EXERCISE: Return each line of the material verbatim.
## begin
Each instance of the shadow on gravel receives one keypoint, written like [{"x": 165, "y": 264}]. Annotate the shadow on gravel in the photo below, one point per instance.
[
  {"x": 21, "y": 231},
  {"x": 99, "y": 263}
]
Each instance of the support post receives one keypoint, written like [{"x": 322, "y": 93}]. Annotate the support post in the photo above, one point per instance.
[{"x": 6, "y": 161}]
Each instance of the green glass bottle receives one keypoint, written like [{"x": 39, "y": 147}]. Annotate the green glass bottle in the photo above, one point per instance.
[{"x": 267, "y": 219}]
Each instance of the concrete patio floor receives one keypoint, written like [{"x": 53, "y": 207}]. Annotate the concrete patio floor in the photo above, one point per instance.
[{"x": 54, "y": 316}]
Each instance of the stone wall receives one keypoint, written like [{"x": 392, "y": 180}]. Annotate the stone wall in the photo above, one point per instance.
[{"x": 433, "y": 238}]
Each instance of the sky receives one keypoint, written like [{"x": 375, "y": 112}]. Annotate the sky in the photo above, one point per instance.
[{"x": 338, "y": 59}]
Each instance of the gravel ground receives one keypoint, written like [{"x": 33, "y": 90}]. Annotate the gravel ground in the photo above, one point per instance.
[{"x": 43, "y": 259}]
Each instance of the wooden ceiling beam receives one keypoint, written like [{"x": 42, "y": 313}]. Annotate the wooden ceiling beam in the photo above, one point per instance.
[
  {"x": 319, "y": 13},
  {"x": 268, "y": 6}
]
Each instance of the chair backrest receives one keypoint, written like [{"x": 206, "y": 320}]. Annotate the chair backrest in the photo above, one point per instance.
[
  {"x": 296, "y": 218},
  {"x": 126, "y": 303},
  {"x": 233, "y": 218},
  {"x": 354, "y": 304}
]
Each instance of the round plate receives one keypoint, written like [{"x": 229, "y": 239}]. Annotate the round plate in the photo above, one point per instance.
## end
THE REPLY:
Each instance of the shadow on gravel receives one keypoint, written like [{"x": 165, "y": 264}]. Annotate the shadow on gravel in the photo below, one point per instance.
[
  {"x": 21, "y": 231},
  {"x": 99, "y": 263}
]
Each instance of the support post receives one keypoint, written like [{"x": 322, "y": 93}]. Annotate the support post in the photo above, one point per instance.
[{"x": 6, "y": 161}]
Each instance of the green glass bottle receives one keypoint, written like [{"x": 39, "y": 147}]. Annotate the green glass bottle in the photo above, one point per instance.
[{"x": 267, "y": 219}]
Each instance of the concrete patio floor receives one keypoint, written like [{"x": 53, "y": 207}]. Annotate the concrete patio floor in the photo above, one point per instance.
[{"x": 54, "y": 316}]
Each instance of the stone wall receives one keypoint, written like [{"x": 392, "y": 180}]. Annotate the stone wall in the photo above, one point per instance.
[{"x": 433, "y": 238}]
Each instance of the sky receives one keypoint, written like [{"x": 375, "y": 112}]. Annotate the sky in the photo above, one point per instance.
[{"x": 338, "y": 59}]
Each instance of the gravel ground receives one keypoint, written like [{"x": 33, "y": 90}]. Annotate the gravel ground in the photo above, one point per instance.
[{"x": 43, "y": 259}]
Each instance of the wooden ceiling beam receives one keypoint, written like [{"x": 42, "y": 313}]. Annotate the wooden ceiling beam in the photo above, one point per instance.
[
  {"x": 319, "y": 13},
  {"x": 268, "y": 6}
]
Each instance of the chair backrest receives one keypoint, written like [{"x": 206, "y": 320}]. Annotate the chair backrest in the photo above, one point per instance.
[
  {"x": 296, "y": 218},
  {"x": 126, "y": 303},
  {"x": 233, "y": 218},
  {"x": 354, "y": 304}
]
Each instance of the round plate receives one keypoint, written like [{"x": 229, "y": 239}]. Annotate the round plate in the photo above, one point per instance.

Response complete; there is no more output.